» How to complete this task: The response should be the records below, repeated exactly, with each picture left out.
Data section: Begin
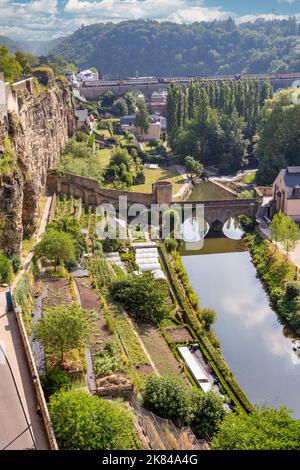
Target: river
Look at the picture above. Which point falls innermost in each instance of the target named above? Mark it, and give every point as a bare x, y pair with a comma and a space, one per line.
258, 348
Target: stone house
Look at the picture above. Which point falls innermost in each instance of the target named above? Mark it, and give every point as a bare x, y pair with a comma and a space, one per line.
286, 193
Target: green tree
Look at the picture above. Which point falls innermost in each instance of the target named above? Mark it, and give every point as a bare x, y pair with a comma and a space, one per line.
277, 140
277, 227
168, 397
56, 246
192, 167
8, 161
5, 269
9, 65
142, 120
208, 413
63, 328
85, 422
142, 297
209, 316
24, 60
263, 429
119, 107
291, 235
54, 380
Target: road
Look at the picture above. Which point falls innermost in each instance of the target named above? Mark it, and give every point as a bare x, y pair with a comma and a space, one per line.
20, 425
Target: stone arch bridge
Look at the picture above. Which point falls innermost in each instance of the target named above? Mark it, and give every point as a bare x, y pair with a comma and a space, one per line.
216, 213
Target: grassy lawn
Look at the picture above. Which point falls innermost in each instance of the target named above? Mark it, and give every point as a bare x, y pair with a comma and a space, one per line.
159, 174
159, 351
104, 157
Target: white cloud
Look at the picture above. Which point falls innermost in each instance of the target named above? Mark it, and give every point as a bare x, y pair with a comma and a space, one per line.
57, 17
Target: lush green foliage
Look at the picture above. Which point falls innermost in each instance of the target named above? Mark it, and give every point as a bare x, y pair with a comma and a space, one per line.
8, 161
5, 269
276, 272
208, 413
142, 297
213, 356
70, 225
79, 158
213, 121
56, 246
209, 316
54, 380
168, 397
9, 65
142, 121
123, 169
84, 422
107, 360
63, 328
193, 167
278, 135
263, 429
218, 47
285, 231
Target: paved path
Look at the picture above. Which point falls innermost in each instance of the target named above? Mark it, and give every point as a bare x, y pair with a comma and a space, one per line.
20, 425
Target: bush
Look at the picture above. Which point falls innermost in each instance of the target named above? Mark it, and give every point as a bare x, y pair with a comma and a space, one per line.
54, 380
142, 297
85, 422
108, 360
168, 397
292, 290
16, 263
5, 269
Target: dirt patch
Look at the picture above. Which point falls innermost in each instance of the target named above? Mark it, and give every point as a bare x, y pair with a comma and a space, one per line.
159, 350
179, 335
88, 296
58, 292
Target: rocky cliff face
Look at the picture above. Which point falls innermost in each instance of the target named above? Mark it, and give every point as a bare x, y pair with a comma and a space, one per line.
38, 134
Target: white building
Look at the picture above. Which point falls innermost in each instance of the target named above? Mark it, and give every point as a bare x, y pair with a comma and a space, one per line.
87, 75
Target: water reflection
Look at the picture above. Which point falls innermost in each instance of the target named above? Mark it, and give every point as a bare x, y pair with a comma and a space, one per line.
261, 351
232, 229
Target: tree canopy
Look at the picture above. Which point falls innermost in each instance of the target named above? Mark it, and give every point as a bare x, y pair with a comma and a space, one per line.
199, 48
63, 328
277, 140
56, 246
263, 429
142, 297
85, 422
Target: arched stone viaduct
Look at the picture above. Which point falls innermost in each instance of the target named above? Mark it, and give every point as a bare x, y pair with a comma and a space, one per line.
92, 92
216, 213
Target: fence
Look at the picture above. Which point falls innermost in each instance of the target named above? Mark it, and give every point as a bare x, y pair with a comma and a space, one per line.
163, 435
36, 381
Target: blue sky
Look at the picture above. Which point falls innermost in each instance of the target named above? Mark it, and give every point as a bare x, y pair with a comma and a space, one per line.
48, 19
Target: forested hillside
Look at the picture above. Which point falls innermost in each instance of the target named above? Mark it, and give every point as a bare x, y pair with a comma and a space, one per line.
154, 48
215, 122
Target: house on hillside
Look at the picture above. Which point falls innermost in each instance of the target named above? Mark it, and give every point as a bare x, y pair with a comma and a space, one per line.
158, 102
82, 118
286, 193
155, 127
87, 75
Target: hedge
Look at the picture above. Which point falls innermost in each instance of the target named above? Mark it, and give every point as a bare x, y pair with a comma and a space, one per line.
278, 277
215, 359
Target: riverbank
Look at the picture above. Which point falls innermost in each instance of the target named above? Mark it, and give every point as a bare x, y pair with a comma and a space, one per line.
279, 277
209, 351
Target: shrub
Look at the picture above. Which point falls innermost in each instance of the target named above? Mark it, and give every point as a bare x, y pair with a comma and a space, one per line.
54, 380
5, 269
169, 398
16, 263
142, 297
85, 422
Data section: End
» Exercise result:
Target: river
Look at the picture above. Which point falls innermost in each instance of the target named above? Mark it, and give every point as a bare x, y pair with a comma and a space, one per line.
258, 348
Target: stone house
Look at the picture above. Which point falls innermost in each instance of the target named above? Mark it, and give every point as a bare x, y pair with a comma and a space, one per line.
286, 193
Target: green tree
Look at the picture above. Which point falls innermost in each instance of the target named above? Mark it, and give every point as a bare x, y pair with a comma and a space, one per line.
277, 140
277, 227
168, 397
56, 246
192, 167
8, 161
5, 269
9, 65
142, 120
208, 413
63, 328
85, 422
142, 297
209, 316
24, 60
263, 429
119, 107
291, 235
54, 380
Target: road
Look at the picture above. Which point falls innermost in each instance of the target named above? Mark it, and give every point as a bare x, y pair with a comma and a space, one per line.
20, 425
Target: stone arch bridge
Look at the picture above. Which point falls innermost in each instance of the target named above? Mark it, and give every point as a bare x, y pair with a comma and a space, one per line.
216, 213
Target: grassy lawn
Look at the picture above. Which point falls innermost in each instance of the target named above? Mark it, and give every point as a bare x, y pair with a comma and a space, one per line.
159, 174
159, 351
104, 157
Target: white cloud
Look at the picture above. Which point falls innermost in each instance of the target named above? Mark it, and give every point as a bare x, y pair with a comma and a space, one per line.
57, 17
Target: lush green foliage
Look at the picture above. Which point falls innermost in each instance of the target named above? Mark it, and give every point as a bare x, y pair with a comma and a space, one per line.
8, 161
5, 269
276, 272
208, 413
142, 297
213, 356
70, 225
79, 158
213, 121
56, 246
209, 316
54, 380
168, 397
9, 65
142, 121
123, 169
84, 422
107, 360
63, 328
193, 167
278, 135
263, 429
218, 47
285, 231
Target: paved path
Look at the picture above. Which point falls innermost in each instance of the target named above? Mark it, and give every point as a bare x, y pair with a comma and a space, one per line.
20, 425
Target: bush
Look at the picture above. Which point falls innermost in each instance of the target named above? Mark it, and give every point as a bare x, y pair with a comma and a space, one per line.
54, 380
142, 297
85, 422
108, 360
168, 397
292, 290
16, 263
5, 269
Target: dirt patch
Look at the picture above. Which point falls innermost in each instance of the target named above? Mark it, and give every point as a bare x, y pair with a comma and a space, one per line.
159, 350
179, 335
88, 296
58, 292
Target: rocky cliff face
Look at the picture above. Which point falls innermost in each instance of the target named above? Mark it, and give every point as a bare x, y pair with a comma and a space, one per line.
38, 134
Target: white building
Look at the picture above. Which point falls innermost in each instance of the target named above? Mark it, and give every point as a bare x, y pair with a comma and a space, one per line.
87, 75
Target: water reflection
Look at the picture above. Which point falls innermost in each instance of the target named above? Mark it, and give every point as a bare x, y pair with a comma and a space, one per line.
261, 351
232, 229
Target: tree canopy
Look at the picture above. Which point falls innermost in each instance of the target named above? Mark it, and give every point as a bare x, y pair with a comma and a space, one per line.
199, 48
63, 328
277, 140
56, 246
263, 429
142, 297
85, 422
Target: arched stone viaduct
Look at the picture above. Which point falls innermost in each instance of the target named above? Mark it, and give every point as a bare x, y pair with a comma and a space, one per line.
92, 92
216, 213
Target: fence
Look at the picture above. Which point falls innermost in each instance of the target named above? Mark it, and give every point as a bare x, y pair with a comma and a space, one per line.
163, 435
36, 381
Target: blue sky
Look at the picture above. Which point falls innermost in each instance of the target named above? Mark it, and give every point as a bare x, y pair with a comma and a space, one per line.
48, 19
Target: forested hillside
Look at the picture above. Which point falls innermost in each instance of the target named above? Mark it, and give every point as a bare x, y pair with a comma and a space, one per line.
154, 48
215, 122
Target: house on hillside
Look at the picture above. Which point falls innermost in each instance of the target named above? Mark it, and give every point as a bare x, y pair with a comma and a space, one per line.
158, 102
82, 118
286, 193
155, 127
87, 75
Target: hedge
Look at the picture above. Which point falls innermost in each instance of the target named above? Mark it, and give every point as a bare x, y pair with a comma and a space, one per line.
278, 277
215, 359
Target: riverbank
Look at the picture above. Which point falls innermost in each instance of the target named above? Mark it, and give every point as a bare x, y pair with a comma and a space, one per line.
279, 277
209, 351
Target: shrub
Look at the picture above. Which point falls innermost in each instance of the target named above? Mark it, and give every point as a bare x, y pair with a comma and a space, one per line.
54, 380
5, 269
169, 398
16, 263
142, 297
85, 422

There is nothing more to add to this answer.